GIVEN TASK — Copy out every row below, swapping "in this photo" for "in this image" wherever it appears and leaving the rest unchanged. Omit the pictures.

◇ ◇ ◇ ◇

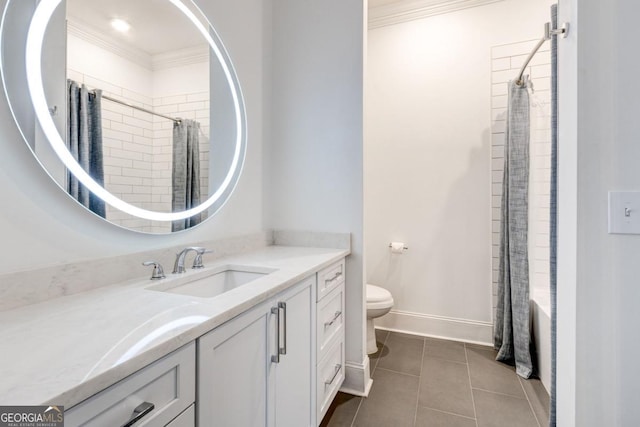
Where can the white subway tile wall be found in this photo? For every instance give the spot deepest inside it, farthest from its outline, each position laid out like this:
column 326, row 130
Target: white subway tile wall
column 506, row 62
column 138, row 148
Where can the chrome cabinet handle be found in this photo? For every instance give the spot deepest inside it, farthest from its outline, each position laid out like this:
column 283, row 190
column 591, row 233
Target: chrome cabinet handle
column 276, row 358
column 283, row 306
column 138, row 413
column 335, row 374
column 335, row 317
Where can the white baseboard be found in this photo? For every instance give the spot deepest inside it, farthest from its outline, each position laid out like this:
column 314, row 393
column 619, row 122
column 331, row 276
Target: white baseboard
column 357, row 379
column 470, row 331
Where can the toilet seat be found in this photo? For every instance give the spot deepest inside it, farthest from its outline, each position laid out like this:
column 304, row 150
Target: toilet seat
column 378, row 297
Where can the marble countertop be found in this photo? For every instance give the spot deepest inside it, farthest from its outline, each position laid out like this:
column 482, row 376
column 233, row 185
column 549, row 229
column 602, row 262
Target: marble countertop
column 62, row 351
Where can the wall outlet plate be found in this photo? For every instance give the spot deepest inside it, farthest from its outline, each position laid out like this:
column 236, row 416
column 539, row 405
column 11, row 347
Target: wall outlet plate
column 624, row 212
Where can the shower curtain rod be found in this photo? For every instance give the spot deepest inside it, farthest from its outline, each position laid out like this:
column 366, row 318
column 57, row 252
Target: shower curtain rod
column 548, row 33
column 176, row 120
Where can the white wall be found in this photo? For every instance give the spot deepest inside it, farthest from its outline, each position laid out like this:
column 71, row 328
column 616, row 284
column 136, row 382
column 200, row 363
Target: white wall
column 315, row 159
column 427, row 158
column 42, row 226
column 598, row 296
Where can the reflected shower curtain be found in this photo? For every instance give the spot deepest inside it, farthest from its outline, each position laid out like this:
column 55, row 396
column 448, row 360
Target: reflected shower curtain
column 186, row 171
column 84, row 141
column 512, row 337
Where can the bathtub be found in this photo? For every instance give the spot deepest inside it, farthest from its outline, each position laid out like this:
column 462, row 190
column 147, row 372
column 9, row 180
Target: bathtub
column 541, row 324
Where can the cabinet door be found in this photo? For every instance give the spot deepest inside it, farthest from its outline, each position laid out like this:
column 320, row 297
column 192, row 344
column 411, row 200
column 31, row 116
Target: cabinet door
column 293, row 374
column 233, row 371
column 186, row 419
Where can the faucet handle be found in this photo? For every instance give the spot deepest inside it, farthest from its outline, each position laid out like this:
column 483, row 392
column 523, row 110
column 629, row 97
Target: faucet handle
column 197, row 261
column 158, row 271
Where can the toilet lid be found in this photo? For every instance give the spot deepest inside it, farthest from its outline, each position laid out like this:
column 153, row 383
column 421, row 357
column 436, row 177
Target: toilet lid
column 377, row 294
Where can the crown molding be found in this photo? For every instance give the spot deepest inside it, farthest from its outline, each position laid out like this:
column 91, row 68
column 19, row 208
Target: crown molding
column 114, row 46
column 403, row 11
column 161, row 61
column 177, row 58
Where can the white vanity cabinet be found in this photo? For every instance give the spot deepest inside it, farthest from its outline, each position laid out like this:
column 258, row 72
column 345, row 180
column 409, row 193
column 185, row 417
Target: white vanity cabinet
column 157, row 395
column 257, row 369
column 330, row 371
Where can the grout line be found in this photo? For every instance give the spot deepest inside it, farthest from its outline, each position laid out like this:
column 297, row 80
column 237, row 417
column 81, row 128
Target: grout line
column 529, row 401
column 401, row 373
column 473, row 400
column 415, row 415
column 498, row 393
column 446, row 412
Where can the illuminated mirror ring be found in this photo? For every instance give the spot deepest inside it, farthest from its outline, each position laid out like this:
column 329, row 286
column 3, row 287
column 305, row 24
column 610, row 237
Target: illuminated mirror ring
column 35, row 39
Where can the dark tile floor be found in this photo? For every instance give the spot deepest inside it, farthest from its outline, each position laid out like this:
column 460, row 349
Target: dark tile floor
column 436, row 383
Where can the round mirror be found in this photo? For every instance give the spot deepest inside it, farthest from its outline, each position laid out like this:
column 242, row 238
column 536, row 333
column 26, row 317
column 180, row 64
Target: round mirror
column 132, row 107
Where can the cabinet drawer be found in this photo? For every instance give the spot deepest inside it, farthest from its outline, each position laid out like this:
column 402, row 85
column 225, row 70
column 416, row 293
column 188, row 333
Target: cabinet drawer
column 330, row 319
column 330, row 377
column 169, row 384
column 330, row 278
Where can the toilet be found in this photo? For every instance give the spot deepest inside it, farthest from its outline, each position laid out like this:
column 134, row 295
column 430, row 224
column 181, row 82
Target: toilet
column 379, row 302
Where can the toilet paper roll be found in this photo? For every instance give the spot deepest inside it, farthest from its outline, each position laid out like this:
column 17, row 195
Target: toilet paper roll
column 397, row 247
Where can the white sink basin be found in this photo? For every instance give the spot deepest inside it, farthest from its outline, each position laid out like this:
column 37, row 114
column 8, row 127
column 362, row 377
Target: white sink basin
column 218, row 281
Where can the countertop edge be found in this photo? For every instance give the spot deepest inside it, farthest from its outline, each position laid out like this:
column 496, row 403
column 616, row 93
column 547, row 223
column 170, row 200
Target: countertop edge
column 79, row 393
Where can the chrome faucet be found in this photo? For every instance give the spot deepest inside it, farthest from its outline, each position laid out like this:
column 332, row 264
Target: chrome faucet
column 178, row 266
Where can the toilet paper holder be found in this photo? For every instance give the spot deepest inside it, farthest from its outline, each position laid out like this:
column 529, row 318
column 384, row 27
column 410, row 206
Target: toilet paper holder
column 406, row 248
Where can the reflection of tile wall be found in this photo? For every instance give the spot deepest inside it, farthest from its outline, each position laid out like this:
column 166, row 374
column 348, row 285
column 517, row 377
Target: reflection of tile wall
column 128, row 149
column 506, row 62
column 138, row 147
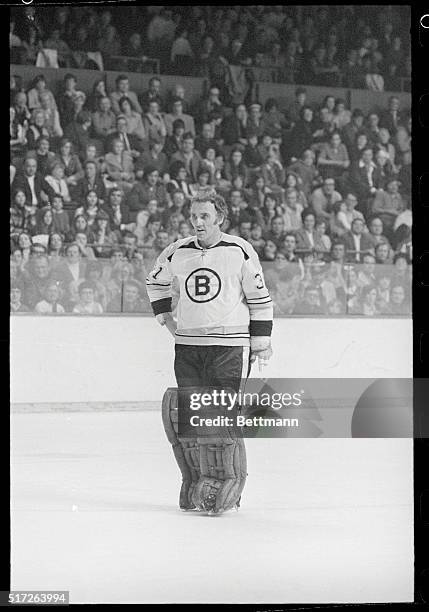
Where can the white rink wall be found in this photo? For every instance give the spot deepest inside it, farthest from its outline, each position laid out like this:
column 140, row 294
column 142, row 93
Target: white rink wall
column 130, row 359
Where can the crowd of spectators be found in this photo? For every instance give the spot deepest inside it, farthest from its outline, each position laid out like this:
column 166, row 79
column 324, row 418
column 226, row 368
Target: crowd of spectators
column 350, row 46
column 101, row 183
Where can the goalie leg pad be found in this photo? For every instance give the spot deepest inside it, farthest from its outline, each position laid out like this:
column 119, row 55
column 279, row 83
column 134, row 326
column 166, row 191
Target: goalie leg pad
column 186, row 450
column 214, row 469
column 223, row 474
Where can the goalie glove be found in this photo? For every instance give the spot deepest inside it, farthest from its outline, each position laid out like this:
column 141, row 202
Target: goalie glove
column 260, row 348
column 166, row 318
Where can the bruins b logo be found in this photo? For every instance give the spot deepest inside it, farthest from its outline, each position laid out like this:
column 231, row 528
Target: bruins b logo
column 203, row 285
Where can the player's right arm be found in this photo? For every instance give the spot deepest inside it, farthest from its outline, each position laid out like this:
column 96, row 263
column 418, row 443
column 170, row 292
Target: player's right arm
column 158, row 286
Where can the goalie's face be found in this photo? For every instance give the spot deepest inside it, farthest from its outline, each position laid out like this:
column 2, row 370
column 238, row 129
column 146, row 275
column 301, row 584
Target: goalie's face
column 206, row 222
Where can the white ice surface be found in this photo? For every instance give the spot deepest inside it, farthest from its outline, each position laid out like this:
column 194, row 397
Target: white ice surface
column 322, row 520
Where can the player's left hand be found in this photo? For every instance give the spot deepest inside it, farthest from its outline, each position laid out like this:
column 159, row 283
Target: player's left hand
column 260, row 348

◇ ◇ ◇ ◇

TASK RESPONSE —
Where can the white subway tile wall be found in this image? For every instance give the spot deepest inside it, farthest from its outline, each position laid out like this:
column 326, row 130
Target: white subway tile wall
column 506, row 62
column 138, row 148
Where can the chrome cabinet handle be found in this image? For every instance give the spot deepest inside it, farthest from its outline, each position laid out like this:
column 283, row 190
column 591, row 233
Target: chrome cabinet handle
column 276, row 358
column 283, row 306
column 138, row 413
column 335, row 374
column 335, row 317
Where can the white baseboard be found in this image? For every instance give the spot deepest inside it, farthest from its outline, each position laid out like this:
column 314, row 393
column 619, row 122
column 331, row 276
Target: white baseboard
column 357, row 379
column 470, row 331
Where can the toilet seat be found in this image? For every instance give the spot deepest inside it, farthest from its outline, each position laid out like this:
column 304, row 150
Target: toilet seat
column 378, row 297
Where can the marble countertop be found in this image? For every instance give the spot deepest inside it, farthest from its outline, each position laid out like this:
column 482, row 376
column 233, row 185
column 549, row 229
column 602, row 262
Target: marble countertop
column 62, row 351
Where can the wall outlet plate be found in this image? For every instance give the spot deepest inside it, farthest from its outline, each position laid out like this:
column 236, row 416
column 539, row 405
column 11, row 347
Target: wall outlet plate
column 624, row 212
Where can the shower curtain rod be found in this image? For every instance give the spot deepest inside it, farthest from its outline, each position laid out like this:
column 366, row 318
column 57, row 252
Target: shower curtain rod
column 548, row 33
column 176, row 120
Where can the white wall be found in this image? For every instance give the spot deepest inside it, farthest from its outline, each position laid out like this:
column 71, row 328
column 616, row 284
column 136, row 382
column 200, row 363
Target: white wall
column 315, row 159
column 427, row 158
column 42, row 226
column 598, row 296
Where can the reflected shower curtain be found in this image? For every instance give the spot deepest inside it, farthest from its outline, each position laid out like this:
column 55, row 396
column 448, row 360
Target: reflected shower curtain
column 186, row 171
column 84, row 141
column 512, row 337
Where can the bathtub be found in this image? For every instance give the spot deepest inside it, farthest from its outline, each position laid out like this:
column 462, row 190
column 147, row 372
column 9, row 180
Target: bathtub
column 541, row 324
Where can the cabinet door be found in this image? For every instance give the spot deepest inside it, farthest from its outline, each position laid out like this:
column 320, row 297
column 192, row 344
column 411, row 200
column 31, row 116
Target: cabinet door
column 293, row 374
column 233, row 371
column 186, row 419
Where can the faucet handle be found in this image? For every instance give the spot deepest inside it, farthest from its outline, each position laid out like this:
column 483, row 392
column 523, row 110
column 629, row 97
Target: faucet handle
column 197, row 261
column 158, row 271
Where can the toilet lid be found in this image? For every instance give the spot deepest inside it, farthest from its outline, each position laid out like this:
column 153, row 383
column 421, row 357
column 436, row 177
Target: toilet lid
column 377, row 294
Where can the crown molding be found in this image? For every instance give the spot deepest inside it, farthest from its outline, each position laid out like this:
column 91, row 68
column 19, row 208
Target: crown molding
column 114, row 46
column 403, row 11
column 161, row 61
column 177, row 58
Where can the white vanity cabinet be found in this image? For every instance give the spot deepest inside it, farthest from its outline, each position laid out like this:
column 258, row 72
column 345, row 180
column 409, row 193
column 185, row 417
Target: white vanity cabinet
column 157, row 395
column 257, row 369
column 330, row 371
Where can the grout line be found in this image? For every instance give the spot deepest inside it, farthest from its outline, each position laid out like this:
column 297, row 80
column 237, row 417
column 81, row 128
Target: grout line
column 529, row 401
column 401, row 373
column 473, row 400
column 415, row 415
column 498, row 393
column 446, row 412
Where can the illuminated mirror ring be found in this image? For every instance give the spot deepest inside it, farthest from its outline, each position laid out like this:
column 329, row 286
column 3, row 287
column 305, row 24
column 610, row 237
Target: illuminated mirror ring
column 35, row 39
Where can the dark tile floor be found in this image? For every instance give the spot deepest inside it, farthest from its outline, each position laid out like this:
column 460, row 349
Target: dark tile floor
column 436, row 383
Where can the round mirror be found in this image? For every instance give the spot deepest inside it, farthest from its outline, each position laid out like this:
column 242, row 238
column 536, row 333
column 26, row 317
column 180, row 64
Target: round mirror
column 132, row 107
Where can the cabinet drawer be found in this image? For every instance give the spot deepest inside it, farthest from its outline, each position laid out like this:
column 402, row 85
column 225, row 70
column 416, row 293
column 188, row 333
Target: cabinet drawer
column 330, row 319
column 330, row 377
column 169, row 384
column 330, row 278
Where can the toilet be found in this image? For every instance give the spot deepest inside it, farthest from its outline, each position laid out like this:
column 134, row 295
column 430, row 224
column 181, row 82
Target: toilet
column 379, row 302
Where can the toilet paper roll be found in this image? For every instance give the spot deepest inside it, farthest from its outline, each position laid out like this:
column 17, row 195
Target: toilet paper roll
column 397, row 247
Where can the white sink basin be found in this image? For every instance give the spot deepest inside it, farthest from its outline, each position laid out like this:
column 37, row 114
column 8, row 127
column 362, row 377
Target: white sink basin
column 218, row 281
Where can the countertop edge be found in this image? For every instance give the spot deepest inside it, farthest from its outline, each position laid out like this:
column 496, row 403
column 616, row 93
column 547, row 223
column 170, row 200
Target: countertop edge
column 79, row 393
Where can the chrome faucet be found in this image? For every instance give the spot deepest inside it, farthest from its outline, each position laid out like this:
column 332, row 264
Target: chrome faucet
column 178, row 266
Where can the toilet paper holder be found in this image? For every instance give the spot deepest inside it, farthest from its outline, each position laid out like this:
column 529, row 318
column 384, row 27
column 410, row 206
Target: toilet paper holder
column 406, row 248
Where can the reflection of tile wall be found in this image? For every instance give the spot deepest inside it, farthest from its outline, each position laid out like this:
column 166, row 374
column 348, row 285
column 517, row 377
Target: reflection of tile wall
column 128, row 149
column 506, row 62
column 138, row 147
Where can the white rink wall be found in this image? For every instance give the spot deepest inside it, farthest from its outline, each position laid out like this:
column 140, row 294
column 142, row 93
Target: white rink wall
column 130, row 359
Where can the crowd of spectators be found in this image? For every instance give the spot deepest inside it, farthest from its outline, each position laid out like this:
column 166, row 79
column 324, row 418
column 226, row 368
Target: crowd of spectators
column 350, row 46
column 101, row 183
Where can the goalie leg pad be found in this image? For every instance give the spot deepest inside it, farthest from its outline, each position laid out like this:
column 119, row 55
column 279, row 83
column 134, row 326
column 166, row 191
Target: goalie leg pad
column 186, row 450
column 214, row 469
column 223, row 474
Where can the goalie glove be found in this image? For every instance give the spot deepest inside it, farthest from its outline, each position laid out like this:
column 141, row 202
Target: goalie glove
column 260, row 348
column 166, row 318
Where can the bruins b logo be found in this image? For every instance give the spot deepest inside it, farthest from its outline, each position laid out like this:
column 231, row 528
Target: bruins b logo
column 203, row 285
Where can the player's right arm be found in this image? For every instance give the spot deepest inside it, farthest from its outline, each position laid out like this:
column 96, row 263
column 418, row 443
column 170, row 292
Target: player's right arm
column 158, row 286
Where can the goalie's face be found in this image? For every instance give the spot deepest inside it, farthest from its outline, each position laid out like this:
column 2, row 370
column 238, row 129
column 146, row 275
column 301, row 584
Target: goalie's face
column 206, row 222
Where can the white ice surface be found in this image? For every instance give the spot deepest inside it, farthest from its outline, each position laid out like this:
column 194, row 397
Target: white ice surface
column 322, row 520
Where can the player's left hand be found in this image? For every instance give the spot deepest inside it, farthest from its outline, each position laid out like this:
column 159, row 283
Target: player's left hand
column 260, row 348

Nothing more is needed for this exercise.